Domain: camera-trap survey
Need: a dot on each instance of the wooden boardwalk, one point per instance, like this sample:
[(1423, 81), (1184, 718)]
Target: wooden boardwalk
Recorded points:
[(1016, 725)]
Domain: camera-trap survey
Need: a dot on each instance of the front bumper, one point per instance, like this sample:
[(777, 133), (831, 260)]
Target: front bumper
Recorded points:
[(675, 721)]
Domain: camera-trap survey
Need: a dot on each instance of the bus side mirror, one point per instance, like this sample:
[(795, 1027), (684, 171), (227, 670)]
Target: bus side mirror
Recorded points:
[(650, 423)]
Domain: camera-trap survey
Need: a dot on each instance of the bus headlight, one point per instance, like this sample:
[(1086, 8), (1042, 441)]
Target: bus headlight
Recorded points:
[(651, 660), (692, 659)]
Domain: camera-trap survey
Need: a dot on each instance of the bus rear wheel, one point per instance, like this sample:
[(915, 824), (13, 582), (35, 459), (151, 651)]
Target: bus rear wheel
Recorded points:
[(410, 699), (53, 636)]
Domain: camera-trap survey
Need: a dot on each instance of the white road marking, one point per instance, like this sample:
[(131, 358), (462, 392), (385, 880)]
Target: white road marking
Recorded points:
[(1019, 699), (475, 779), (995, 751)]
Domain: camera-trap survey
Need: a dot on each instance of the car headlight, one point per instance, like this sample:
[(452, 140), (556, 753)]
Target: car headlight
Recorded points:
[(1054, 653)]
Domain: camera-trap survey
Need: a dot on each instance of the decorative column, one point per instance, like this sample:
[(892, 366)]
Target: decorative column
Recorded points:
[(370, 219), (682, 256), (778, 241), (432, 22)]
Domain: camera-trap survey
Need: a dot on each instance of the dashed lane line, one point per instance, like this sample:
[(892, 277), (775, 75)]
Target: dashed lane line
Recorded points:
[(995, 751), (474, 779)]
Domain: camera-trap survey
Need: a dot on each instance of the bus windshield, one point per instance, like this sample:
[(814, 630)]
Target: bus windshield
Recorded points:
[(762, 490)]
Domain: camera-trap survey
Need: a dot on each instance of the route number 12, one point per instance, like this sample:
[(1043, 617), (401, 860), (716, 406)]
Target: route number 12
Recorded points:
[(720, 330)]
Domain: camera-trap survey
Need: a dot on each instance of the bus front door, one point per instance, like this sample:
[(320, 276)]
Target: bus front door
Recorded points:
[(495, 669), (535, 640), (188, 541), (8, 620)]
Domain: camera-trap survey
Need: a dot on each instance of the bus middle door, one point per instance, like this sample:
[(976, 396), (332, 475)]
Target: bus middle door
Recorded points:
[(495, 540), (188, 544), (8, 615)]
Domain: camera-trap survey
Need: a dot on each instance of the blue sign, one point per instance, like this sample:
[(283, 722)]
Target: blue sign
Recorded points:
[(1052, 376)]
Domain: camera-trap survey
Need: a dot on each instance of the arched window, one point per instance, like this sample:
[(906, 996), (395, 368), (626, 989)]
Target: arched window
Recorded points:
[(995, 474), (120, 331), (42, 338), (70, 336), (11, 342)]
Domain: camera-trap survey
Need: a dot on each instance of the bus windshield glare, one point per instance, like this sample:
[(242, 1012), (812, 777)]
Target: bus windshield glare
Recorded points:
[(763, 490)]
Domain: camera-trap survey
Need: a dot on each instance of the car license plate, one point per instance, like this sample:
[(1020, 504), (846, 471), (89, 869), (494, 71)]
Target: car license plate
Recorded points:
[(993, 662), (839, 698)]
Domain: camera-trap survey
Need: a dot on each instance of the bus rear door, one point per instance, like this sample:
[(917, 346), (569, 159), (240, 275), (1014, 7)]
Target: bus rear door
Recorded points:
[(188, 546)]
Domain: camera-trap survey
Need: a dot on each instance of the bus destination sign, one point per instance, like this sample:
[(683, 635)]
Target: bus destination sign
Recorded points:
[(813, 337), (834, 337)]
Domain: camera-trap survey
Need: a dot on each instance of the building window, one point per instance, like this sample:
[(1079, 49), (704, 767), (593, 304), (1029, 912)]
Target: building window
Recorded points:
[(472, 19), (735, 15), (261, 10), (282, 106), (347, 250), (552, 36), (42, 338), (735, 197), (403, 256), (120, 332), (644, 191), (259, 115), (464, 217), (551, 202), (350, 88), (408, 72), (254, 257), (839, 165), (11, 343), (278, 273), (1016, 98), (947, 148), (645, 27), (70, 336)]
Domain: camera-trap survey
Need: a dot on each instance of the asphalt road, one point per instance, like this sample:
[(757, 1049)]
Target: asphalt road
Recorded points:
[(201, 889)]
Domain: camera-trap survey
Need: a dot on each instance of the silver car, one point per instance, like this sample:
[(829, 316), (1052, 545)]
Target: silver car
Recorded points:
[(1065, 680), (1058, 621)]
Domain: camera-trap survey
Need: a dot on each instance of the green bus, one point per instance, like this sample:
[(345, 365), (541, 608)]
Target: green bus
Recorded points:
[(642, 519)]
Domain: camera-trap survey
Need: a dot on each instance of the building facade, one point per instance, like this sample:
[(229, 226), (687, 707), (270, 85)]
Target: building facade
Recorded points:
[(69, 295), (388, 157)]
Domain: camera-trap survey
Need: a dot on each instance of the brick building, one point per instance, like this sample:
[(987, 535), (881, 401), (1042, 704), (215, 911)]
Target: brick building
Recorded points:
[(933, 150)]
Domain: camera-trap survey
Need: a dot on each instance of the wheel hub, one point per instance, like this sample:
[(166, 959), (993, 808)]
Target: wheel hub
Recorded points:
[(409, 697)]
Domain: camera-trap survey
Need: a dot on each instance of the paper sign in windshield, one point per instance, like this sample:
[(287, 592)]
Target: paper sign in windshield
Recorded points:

..........

Would you restate, word for word, every line of the listing from its first line through the line with "[(777, 133), (831, 260)]"?

Domain: camera-trap survey
Need: a dot on each instance of the wooden boardwalk, one point per instance, like this sample:
[(1423, 81), (1184, 718)]
Target: wooden boardwalk
Recorded points:
[(1016, 725)]
Domain: camera-trap survey
Need: a dot on each instance of the front bumper, one point per instance, like this sample:
[(777, 133), (831, 260)]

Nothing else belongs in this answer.